__Available records__:
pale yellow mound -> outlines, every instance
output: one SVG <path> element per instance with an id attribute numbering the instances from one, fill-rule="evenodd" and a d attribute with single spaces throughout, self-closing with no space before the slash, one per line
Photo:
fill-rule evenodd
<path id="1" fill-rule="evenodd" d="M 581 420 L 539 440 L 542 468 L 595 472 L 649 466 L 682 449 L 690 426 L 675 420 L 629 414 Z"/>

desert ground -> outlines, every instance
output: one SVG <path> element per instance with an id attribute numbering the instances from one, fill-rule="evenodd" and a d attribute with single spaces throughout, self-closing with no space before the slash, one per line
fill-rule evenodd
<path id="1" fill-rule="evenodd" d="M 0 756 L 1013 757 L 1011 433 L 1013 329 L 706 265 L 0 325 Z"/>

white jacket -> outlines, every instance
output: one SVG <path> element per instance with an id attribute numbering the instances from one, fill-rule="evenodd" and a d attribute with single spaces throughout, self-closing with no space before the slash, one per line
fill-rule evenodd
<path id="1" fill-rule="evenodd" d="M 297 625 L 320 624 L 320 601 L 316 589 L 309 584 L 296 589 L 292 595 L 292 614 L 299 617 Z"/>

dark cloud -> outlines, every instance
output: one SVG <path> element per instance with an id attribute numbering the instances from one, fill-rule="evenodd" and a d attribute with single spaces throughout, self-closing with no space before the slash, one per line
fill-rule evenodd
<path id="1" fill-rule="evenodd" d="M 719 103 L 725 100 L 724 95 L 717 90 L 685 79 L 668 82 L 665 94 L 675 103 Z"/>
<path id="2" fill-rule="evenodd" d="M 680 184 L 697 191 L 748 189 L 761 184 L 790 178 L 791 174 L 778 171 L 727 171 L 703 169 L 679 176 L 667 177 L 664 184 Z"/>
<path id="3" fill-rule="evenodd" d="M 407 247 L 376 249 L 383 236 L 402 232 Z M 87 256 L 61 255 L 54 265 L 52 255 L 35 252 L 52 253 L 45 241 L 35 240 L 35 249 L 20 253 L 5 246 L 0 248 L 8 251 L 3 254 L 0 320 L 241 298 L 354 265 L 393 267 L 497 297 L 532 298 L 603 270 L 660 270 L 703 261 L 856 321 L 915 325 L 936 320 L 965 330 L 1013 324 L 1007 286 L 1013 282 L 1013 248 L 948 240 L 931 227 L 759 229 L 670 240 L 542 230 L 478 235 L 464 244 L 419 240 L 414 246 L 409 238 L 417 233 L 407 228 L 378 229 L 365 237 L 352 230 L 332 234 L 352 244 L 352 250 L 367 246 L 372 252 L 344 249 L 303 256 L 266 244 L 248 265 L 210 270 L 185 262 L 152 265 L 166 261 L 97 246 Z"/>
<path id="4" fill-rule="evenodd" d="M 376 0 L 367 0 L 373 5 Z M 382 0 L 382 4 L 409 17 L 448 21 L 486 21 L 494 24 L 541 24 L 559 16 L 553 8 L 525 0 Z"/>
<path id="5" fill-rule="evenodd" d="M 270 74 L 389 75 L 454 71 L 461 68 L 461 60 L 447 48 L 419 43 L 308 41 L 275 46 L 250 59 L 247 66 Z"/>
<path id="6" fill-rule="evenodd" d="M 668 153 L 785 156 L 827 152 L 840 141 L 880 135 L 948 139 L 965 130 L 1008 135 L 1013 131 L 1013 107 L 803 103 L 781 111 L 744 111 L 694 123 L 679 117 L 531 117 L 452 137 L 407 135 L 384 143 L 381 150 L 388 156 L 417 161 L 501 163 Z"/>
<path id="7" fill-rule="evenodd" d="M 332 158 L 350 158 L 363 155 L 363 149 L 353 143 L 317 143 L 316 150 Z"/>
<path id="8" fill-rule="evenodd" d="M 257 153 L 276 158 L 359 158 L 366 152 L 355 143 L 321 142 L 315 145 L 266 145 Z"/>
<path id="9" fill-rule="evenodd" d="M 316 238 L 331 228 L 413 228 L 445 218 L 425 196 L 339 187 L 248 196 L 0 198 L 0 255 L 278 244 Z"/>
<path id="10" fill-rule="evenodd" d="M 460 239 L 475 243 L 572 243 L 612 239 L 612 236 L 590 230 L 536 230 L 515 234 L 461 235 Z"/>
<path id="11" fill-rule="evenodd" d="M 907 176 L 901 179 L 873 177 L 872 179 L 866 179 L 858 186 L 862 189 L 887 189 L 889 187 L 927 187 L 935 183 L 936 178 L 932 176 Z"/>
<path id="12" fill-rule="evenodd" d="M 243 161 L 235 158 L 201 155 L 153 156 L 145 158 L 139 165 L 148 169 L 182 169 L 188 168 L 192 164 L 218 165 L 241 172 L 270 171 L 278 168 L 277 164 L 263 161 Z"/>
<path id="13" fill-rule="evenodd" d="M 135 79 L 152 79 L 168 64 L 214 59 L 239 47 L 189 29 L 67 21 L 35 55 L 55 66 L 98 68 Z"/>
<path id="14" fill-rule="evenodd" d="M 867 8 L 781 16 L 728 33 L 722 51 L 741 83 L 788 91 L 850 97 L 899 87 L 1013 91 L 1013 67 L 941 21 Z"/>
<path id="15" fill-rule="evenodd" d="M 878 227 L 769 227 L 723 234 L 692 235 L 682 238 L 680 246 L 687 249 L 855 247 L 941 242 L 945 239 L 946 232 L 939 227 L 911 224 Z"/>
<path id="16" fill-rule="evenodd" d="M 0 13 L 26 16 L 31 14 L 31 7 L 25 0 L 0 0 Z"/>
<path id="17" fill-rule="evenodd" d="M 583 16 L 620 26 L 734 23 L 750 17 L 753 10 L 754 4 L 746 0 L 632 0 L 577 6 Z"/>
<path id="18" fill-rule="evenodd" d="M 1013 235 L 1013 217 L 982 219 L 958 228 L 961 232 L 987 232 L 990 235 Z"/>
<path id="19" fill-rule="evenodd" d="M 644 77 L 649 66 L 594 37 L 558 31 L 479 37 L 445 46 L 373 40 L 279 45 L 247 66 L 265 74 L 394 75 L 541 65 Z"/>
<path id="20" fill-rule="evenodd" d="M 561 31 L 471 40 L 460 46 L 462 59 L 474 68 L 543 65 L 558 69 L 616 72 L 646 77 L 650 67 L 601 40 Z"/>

__Instructions to follow__:
In full and verbatim, repeat the records given above.

__Solution__:
pale yellow mound -> outlines, every instance
output: one SVG <path> element per instance with an id attribute numbering the instances from one, fill-rule="evenodd" and a d attribute with single spaces throughout, self-closing with no space before the slash, one per line
Photo:
fill-rule evenodd
<path id="1" fill-rule="evenodd" d="M 581 420 L 539 440 L 542 468 L 595 472 L 649 466 L 682 449 L 690 426 L 675 420 L 629 414 Z"/>

desert ground -> outlines, every instance
output: one SVG <path> element per instance with an id attribute numbering the instances from one, fill-rule="evenodd" and a d attribute with single spaces throughout, self-closing with no space before the slash, one per line
fill-rule evenodd
<path id="1" fill-rule="evenodd" d="M 0 756 L 1013 757 L 1011 433 L 1013 329 L 706 265 L 0 325 Z"/>

white jacket -> outlines, every instance
output: one SVG <path> element per instance with an id attribute numbering the instances from one, fill-rule="evenodd" and a d attribute with single spaces throughout, self-closing with no space before the slash, one per line
fill-rule evenodd
<path id="1" fill-rule="evenodd" d="M 297 625 L 320 624 L 320 601 L 316 589 L 309 584 L 296 589 L 292 595 L 292 614 L 299 617 Z"/>

dark cloud -> outlines, every instance
output: one SVG <path> element per instance with an id attribute numbering the instances from one, fill-rule="evenodd" and a d attribute with single spaces throughout, self-closing with no space before the slash, one per line
fill-rule evenodd
<path id="1" fill-rule="evenodd" d="M 719 103 L 725 100 L 724 95 L 717 90 L 685 79 L 668 82 L 665 94 L 675 103 Z"/>
<path id="2" fill-rule="evenodd" d="M 680 184 L 697 191 L 748 189 L 761 184 L 790 178 L 791 174 L 778 171 L 727 171 L 703 169 L 679 176 L 667 177 L 664 184 Z"/>
<path id="3" fill-rule="evenodd" d="M 407 247 L 376 249 L 383 236 L 402 232 Z M 87 256 L 61 255 L 54 265 L 52 255 L 35 252 L 52 253 L 45 241 L 35 240 L 35 249 L 20 253 L 5 246 L 0 248 L 8 251 L 3 254 L 0 320 L 241 298 L 354 265 L 393 267 L 497 297 L 532 298 L 603 270 L 660 270 L 703 261 L 856 321 L 915 325 L 936 320 L 965 330 L 1013 324 L 1007 286 L 1013 282 L 1013 248 L 948 240 L 931 227 L 759 229 L 670 240 L 542 230 L 478 235 L 464 244 L 419 240 L 414 246 L 409 238 L 417 233 L 407 228 L 378 229 L 365 237 L 352 230 L 332 234 L 352 244 L 352 250 L 367 246 L 372 252 L 344 249 L 303 256 L 266 244 L 248 265 L 210 270 L 185 262 L 152 265 L 166 261 L 97 246 Z"/>
<path id="4" fill-rule="evenodd" d="M 376 0 L 367 0 L 373 5 Z M 382 0 L 382 4 L 409 17 L 448 21 L 486 21 L 494 24 L 541 24 L 559 16 L 553 8 L 525 0 Z"/>
<path id="5" fill-rule="evenodd" d="M 270 74 L 389 75 L 454 71 L 461 68 L 461 60 L 447 48 L 419 43 L 308 41 L 275 46 L 250 59 L 247 66 Z"/>
<path id="6" fill-rule="evenodd" d="M 668 153 L 785 156 L 827 152 L 840 141 L 880 135 L 948 139 L 965 130 L 1008 135 L 1013 131 L 1013 107 L 803 103 L 781 111 L 744 111 L 694 123 L 679 117 L 531 117 L 452 137 L 407 135 L 384 143 L 381 150 L 388 156 L 417 161 L 501 163 Z"/>
<path id="7" fill-rule="evenodd" d="M 332 158 L 350 158 L 363 155 L 363 149 L 353 143 L 317 143 L 316 150 Z"/>
<path id="8" fill-rule="evenodd" d="M 257 153 L 276 158 L 359 158 L 366 152 L 355 143 L 321 142 L 315 145 L 266 145 Z"/>
<path id="9" fill-rule="evenodd" d="M 316 238 L 331 228 L 413 228 L 445 218 L 425 196 L 339 187 L 248 196 L 0 198 L 0 255 L 278 244 Z"/>
<path id="10" fill-rule="evenodd" d="M 460 239 L 475 243 L 572 243 L 612 239 L 612 236 L 590 230 L 536 230 L 515 234 L 461 235 Z"/>
<path id="11" fill-rule="evenodd" d="M 907 176 L 901 179 L 873 177 L 872 179 L 866 179 L 858 186 L 862 189 L 887 189 L 889 187 L 927 187 L 935 183 L 936 178 L 932 176 Z"/>
<path id="12" fill-rule="evenodd" d="M 243 161 L 235 158 L 201 155 L 153 156 L 145 158 L 139 165 L 148 169 L 182 169 L 188 168 L 192 164 L 218 165 L 241 172 L 270 171 L 278 168 L 277 164 L 263 161 Z"/>
<path id="13" fill-rule="evenodd" d="M 135 79 L 152 79 L 168 64 L 214 59 L 239 47 L 189 29 L 67 21 L 35 55 L 55 66 L 98 68 Z"/>
<path id="14" fill-rule="evenodd" d="M 867 8 L 781 16 L 728 33 L 722 51 L 741 83 L 788 91 L 850 97 L 899 87 L 1013 91 L 1013 67 L 941 21 Z"/>
<path id="15" fill-rule="evenodd" d="M 878 227 L 769 227 L 723 234 L 692 235 L 682 238 L 680 246 L 687 249 L 855 247 L 941 242 L 945 239 L 946 232 L 939 227 L 911 224 Z"/>
<path id="16" fill-rule="evenodd" d="M 0 13 L 26 16 L 31 14 L 31 7 L 25 0 L 0 0 Z"/>
<path id="17" fill-rule="evenodd" d="M 583 16 L 620 26 L 734 23 L 750 17 L 753 10 L 754 4 L 746 0 L 632 0 L 577 6 Z"/>
<path id="18" fill-rule="evenodd" d="M 1013 235 L 1013 217 L 982 219 L 958 228 L 961 232 L 987 232 L 990 235 Z"/>
<path id="19" fill-rule="evenodd" d="M 644 77 L 649 66 L 594 37 L 558 31 L 479 37 L 445 46 L 373 40 L 279 45 L 247 66 L 265 74 L 394 75 L 541 65 Z"/>
<path id="20" fill-rule="evenodd" d="M 561 31 L 471 40 L 460 46 L 462 59 L 474 68 L 543 65 L 558 69 L 616 72 L 646 77 L 650 67 L 601 40 Z"/>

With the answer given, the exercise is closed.